» **Tasks to carry out**:
1. For each statement about the blog entries on Monster Man, say yes or no and quote the words of the text that decide it: (a) Monster Man is not feeling well on the day of the January 27 entry. (b) Monster Man calls or texts several times a day to say "I love you." (c) Monster Man apologizes after he calms down.
2. Answer these questions from the blog entries on Monster Man:
(a) Which three activities keep Monster Man from staying by the writer's side?
(b) Which side of Tourette Syndrome does the clinginess seem to belong to, according to the January 12 entry?
(c) What does Monster Man answer when the writer asks what he needs after he yells "Mommy"?
3. Reproduce the passage of the blog entries on Monster Man from "After he calms" up to and including "his attitude shifts.".

» **Document segment**:
++++++++

Thursday, January 27, 2011

Rage

While laughter is the best medicine, I have a hard time finding the humor in the rage that Monster Man seems to experience quite often. He'll go through several great days, with little anxiety and very few tics. Then he gets hit with days where he seems angry at the world. He isn't feeling well today, which is adding to the anger.

Some days, his anger is aimed more at his brother and sister. Most days, though, it seems like his anger is aimed more at me. I've heard that because I am his "comfort zone" (the person he feels most comfortable around, who he can feel free to tic around and who he gets the most comfort from when he's experiencing anxiety), he feels more comfortable expressing his anger to me. Sometimes I wish that he wasn't so comfortable expressing that anger around me because the attitude always comes out that he can't stand me. Yes, he's even told me he hates me (which is completely unacceptable) during these times of rage. Hearing the tone of his voice, the yelling, the spite, and the choices of words while he's so angry is not just upsetting, it's hurtful.

After he calms down, he always apologizes and comes to me for hugs, and then he starts to get clingy and seems to have developed another stage of separation anxiety, and he's the complete opposite of the child he was only a few minutes earlier. It's amazing how fast his attitude shifts.

Wednesday, January 12, 2011

Clingy-ness, I love you, and I'm sorry

Monster Man has always been a bit clingy to me. The clingy-ness comes in spurts, getting progressively worse, then better, then worse again. He's always loved to be by my side when he isn't playing a video game, reading a book, or drawing. If I'm sitting by him when he's playing a video game, there are even times when he practically sits on top of me. We just figured he was a cuddly kind of boy, one who loved to hug and to spend time with me. There are times that the clinging seems to resemble separation anxiety, but we can usually work past it when it gets that bad. He also likes to say "I love you" a lot more than the other kids. Again, we just figured it was part of how loving he is. It never occurred to us that this isn't normal, that this might be part of something bigger.

I learned yesterday that this is actually part of his Tourette Syndrome. It seems to be more of the OCD side, if I'm reading right. It appears that many kids with TS seem to fear that something might happen to their parents, to the point that some call their parents, text them, etc multiple times a day just to say "I love you". Though he doesn't call me or text me, he does seem to feel the need to say it multiple times a day, even multiple times in an hour. He can be in one room and I'll be in another, and he'll yell "Mommy" from where he is. As soon as I ask what he needs, he'll just answer with "I love you." To me, there seems to be many worse problems to have than to have a child that loves you, but it does tend to be a problem when the clingy-ness gets to be a little disruptive to my classwork, his homework, and getting other things done.

++++++++

Lines contained in a dataset:
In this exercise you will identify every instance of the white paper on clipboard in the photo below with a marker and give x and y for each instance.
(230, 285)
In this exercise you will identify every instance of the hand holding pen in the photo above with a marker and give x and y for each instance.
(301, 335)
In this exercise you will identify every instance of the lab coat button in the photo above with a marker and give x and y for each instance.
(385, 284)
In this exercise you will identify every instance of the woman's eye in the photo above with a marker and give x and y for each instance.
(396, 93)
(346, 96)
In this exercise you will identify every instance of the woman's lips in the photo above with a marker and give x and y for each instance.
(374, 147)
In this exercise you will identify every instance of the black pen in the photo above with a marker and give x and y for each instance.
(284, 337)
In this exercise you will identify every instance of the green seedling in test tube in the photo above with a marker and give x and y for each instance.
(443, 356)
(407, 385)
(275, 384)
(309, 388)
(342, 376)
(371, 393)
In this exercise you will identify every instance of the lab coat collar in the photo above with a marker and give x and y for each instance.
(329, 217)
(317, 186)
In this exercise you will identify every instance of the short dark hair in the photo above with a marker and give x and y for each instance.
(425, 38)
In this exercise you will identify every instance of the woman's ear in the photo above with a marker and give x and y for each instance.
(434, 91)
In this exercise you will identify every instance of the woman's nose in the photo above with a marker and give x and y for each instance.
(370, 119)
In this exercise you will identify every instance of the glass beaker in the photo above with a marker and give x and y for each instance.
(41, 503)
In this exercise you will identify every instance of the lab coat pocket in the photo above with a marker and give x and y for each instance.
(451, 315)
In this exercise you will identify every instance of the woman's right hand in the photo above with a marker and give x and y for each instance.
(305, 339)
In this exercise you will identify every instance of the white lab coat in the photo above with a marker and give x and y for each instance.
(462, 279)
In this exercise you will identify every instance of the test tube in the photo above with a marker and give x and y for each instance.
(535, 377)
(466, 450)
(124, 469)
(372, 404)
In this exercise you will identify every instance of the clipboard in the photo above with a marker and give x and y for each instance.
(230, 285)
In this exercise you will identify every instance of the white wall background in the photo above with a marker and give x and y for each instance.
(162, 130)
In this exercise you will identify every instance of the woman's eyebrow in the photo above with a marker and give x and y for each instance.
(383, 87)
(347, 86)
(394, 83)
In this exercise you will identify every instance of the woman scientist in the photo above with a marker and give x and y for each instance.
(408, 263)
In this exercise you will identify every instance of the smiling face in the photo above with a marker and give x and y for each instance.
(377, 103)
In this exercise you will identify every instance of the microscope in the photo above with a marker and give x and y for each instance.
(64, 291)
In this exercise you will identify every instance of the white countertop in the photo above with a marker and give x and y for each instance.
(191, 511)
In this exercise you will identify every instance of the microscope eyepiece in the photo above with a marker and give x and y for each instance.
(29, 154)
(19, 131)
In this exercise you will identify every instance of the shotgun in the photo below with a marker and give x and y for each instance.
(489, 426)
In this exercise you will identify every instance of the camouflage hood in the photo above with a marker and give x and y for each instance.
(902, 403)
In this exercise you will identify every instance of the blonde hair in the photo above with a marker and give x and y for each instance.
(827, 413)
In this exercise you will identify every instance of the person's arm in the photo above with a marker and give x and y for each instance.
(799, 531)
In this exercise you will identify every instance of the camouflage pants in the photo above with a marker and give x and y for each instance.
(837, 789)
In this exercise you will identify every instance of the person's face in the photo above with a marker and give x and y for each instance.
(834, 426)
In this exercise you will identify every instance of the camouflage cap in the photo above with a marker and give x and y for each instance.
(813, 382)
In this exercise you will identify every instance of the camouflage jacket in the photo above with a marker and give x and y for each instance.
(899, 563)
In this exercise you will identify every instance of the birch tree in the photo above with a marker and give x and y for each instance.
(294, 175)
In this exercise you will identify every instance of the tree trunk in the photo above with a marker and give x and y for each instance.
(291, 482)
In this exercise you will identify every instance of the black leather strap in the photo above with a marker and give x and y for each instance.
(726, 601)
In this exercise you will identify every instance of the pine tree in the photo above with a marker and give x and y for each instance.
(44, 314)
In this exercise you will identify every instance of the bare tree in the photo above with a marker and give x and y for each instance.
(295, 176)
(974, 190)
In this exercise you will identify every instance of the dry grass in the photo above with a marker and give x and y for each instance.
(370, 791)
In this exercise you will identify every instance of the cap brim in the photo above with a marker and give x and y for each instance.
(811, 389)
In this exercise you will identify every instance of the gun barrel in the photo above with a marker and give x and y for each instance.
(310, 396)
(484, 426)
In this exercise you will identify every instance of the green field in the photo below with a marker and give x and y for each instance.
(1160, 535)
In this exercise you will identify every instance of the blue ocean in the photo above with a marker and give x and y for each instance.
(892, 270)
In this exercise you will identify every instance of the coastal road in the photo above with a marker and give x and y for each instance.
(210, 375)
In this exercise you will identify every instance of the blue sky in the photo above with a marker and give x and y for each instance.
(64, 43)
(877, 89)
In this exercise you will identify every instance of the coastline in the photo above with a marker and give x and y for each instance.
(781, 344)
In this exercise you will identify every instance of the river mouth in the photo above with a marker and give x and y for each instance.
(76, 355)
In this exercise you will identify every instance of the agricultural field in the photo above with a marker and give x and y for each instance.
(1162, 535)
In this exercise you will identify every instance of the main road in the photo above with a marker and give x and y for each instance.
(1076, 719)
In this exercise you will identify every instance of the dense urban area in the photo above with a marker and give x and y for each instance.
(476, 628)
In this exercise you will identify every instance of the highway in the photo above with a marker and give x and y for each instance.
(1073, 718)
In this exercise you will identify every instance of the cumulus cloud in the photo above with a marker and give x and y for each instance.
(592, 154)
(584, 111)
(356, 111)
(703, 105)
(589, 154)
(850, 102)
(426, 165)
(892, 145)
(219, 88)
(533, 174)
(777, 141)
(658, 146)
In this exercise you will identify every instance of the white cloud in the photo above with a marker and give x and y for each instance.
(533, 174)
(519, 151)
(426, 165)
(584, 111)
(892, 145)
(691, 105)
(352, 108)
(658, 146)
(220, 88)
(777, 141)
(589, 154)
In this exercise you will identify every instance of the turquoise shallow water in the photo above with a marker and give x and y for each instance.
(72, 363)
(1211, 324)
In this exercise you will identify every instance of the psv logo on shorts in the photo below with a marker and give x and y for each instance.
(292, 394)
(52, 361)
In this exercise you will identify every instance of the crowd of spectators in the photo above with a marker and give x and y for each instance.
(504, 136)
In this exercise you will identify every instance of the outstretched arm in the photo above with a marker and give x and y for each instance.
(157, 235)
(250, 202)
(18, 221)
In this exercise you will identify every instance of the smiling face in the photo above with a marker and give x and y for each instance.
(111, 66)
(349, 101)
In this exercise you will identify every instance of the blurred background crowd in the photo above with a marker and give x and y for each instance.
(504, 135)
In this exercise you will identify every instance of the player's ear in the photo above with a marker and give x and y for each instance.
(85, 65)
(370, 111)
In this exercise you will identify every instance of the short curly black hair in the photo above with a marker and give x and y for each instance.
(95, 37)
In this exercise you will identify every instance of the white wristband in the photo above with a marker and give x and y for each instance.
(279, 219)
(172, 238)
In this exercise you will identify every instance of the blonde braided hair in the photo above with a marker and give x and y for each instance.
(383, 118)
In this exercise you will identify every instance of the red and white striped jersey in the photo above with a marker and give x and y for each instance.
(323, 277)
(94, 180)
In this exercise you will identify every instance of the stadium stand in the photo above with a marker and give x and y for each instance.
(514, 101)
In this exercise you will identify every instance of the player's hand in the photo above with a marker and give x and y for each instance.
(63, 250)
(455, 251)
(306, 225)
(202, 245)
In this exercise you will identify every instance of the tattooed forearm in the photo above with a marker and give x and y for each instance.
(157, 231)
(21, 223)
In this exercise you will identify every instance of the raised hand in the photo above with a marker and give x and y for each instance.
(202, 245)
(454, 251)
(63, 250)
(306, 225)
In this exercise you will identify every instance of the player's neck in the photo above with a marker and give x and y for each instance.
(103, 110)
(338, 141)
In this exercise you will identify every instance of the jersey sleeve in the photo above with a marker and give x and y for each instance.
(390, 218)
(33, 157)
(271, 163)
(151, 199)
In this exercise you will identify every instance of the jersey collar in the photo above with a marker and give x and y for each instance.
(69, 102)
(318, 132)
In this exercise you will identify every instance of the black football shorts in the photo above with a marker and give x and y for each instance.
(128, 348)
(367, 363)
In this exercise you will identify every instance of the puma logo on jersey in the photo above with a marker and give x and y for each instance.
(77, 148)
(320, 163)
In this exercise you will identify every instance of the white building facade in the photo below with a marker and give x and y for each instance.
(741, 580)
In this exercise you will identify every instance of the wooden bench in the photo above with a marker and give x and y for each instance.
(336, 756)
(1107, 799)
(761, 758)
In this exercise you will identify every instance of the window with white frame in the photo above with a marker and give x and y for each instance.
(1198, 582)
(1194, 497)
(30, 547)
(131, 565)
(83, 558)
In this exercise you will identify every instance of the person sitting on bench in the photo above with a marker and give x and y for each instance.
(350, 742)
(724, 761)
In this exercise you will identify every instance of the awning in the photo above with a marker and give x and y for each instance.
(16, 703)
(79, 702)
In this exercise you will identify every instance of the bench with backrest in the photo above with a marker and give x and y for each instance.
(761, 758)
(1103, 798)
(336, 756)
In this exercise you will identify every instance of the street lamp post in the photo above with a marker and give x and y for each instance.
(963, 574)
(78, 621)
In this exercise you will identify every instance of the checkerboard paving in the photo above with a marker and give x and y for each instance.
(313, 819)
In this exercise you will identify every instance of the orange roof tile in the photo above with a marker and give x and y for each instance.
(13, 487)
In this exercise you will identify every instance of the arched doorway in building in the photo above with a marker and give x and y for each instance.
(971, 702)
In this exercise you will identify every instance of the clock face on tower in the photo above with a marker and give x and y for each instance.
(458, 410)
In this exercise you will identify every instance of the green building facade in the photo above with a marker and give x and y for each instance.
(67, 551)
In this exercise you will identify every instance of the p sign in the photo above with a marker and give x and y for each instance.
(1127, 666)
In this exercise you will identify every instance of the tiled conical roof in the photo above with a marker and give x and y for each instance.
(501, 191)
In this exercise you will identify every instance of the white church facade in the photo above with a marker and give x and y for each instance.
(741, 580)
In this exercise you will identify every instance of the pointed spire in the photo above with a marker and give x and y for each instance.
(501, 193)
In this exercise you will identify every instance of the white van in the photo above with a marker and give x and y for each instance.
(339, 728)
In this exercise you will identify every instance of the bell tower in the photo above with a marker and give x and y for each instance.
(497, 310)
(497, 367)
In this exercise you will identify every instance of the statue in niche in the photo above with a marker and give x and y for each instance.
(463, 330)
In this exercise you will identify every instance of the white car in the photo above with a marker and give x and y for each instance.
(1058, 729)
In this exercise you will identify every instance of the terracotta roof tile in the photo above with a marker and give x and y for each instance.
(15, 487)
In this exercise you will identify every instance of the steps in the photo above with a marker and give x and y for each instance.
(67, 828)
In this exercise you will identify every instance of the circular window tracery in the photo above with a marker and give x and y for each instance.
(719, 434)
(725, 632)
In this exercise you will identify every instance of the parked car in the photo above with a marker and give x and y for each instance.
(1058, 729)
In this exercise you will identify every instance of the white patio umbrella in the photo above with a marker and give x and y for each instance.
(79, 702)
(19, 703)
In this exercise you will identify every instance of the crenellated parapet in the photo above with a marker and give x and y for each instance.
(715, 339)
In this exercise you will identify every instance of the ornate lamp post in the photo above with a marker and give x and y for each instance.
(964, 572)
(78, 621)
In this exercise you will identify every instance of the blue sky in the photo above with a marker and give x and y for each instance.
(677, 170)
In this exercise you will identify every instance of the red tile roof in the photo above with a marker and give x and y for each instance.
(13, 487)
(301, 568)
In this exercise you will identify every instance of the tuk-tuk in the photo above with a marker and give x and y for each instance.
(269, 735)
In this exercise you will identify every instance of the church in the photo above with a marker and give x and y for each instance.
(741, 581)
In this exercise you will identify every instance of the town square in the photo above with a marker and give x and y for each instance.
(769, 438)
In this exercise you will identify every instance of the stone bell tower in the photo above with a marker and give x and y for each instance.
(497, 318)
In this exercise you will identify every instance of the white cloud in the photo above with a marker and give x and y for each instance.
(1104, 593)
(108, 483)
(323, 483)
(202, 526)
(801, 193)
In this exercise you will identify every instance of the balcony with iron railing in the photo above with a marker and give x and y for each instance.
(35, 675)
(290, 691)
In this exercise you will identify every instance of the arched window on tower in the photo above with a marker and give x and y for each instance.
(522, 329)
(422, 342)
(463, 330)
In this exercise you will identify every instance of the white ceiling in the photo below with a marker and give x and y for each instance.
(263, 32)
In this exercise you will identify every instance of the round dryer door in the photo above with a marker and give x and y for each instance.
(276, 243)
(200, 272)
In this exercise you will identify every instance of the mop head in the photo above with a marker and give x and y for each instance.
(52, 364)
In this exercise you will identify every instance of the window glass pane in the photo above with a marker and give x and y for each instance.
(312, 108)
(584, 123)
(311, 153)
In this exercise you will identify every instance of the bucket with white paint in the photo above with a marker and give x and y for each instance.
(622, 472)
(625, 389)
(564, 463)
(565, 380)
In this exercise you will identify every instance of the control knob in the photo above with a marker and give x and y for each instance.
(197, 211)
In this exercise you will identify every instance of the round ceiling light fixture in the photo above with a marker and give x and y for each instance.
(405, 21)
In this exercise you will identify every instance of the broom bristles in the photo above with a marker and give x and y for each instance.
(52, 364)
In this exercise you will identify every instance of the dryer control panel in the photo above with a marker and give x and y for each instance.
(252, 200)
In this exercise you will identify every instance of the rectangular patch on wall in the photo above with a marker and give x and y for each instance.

++++++++

» **Responses for each task**:
1.
(a) Yes: "He isn't feeling well today, which is adding to the anger."
(b) No: "Though he doesn't call me or text me, he does seem to feel the need to say it multiple times a day, even multiple times in an hour."
(c) Yes: "After he calms down, he always apologizes and comes to me for hugs"

2.
(a) Playing a video game, reading a book, or drawing.
(b) The OCD side.
(c) "I love you."

3.
After he calms down, he always apologizes and comes to me for hugs, and then he starts to get clingy and seems to have developed another stage of separation anxiety, and he's the complete opposite of the child he was only a few minutes earlier. It's amazing how fast his attitude shifts.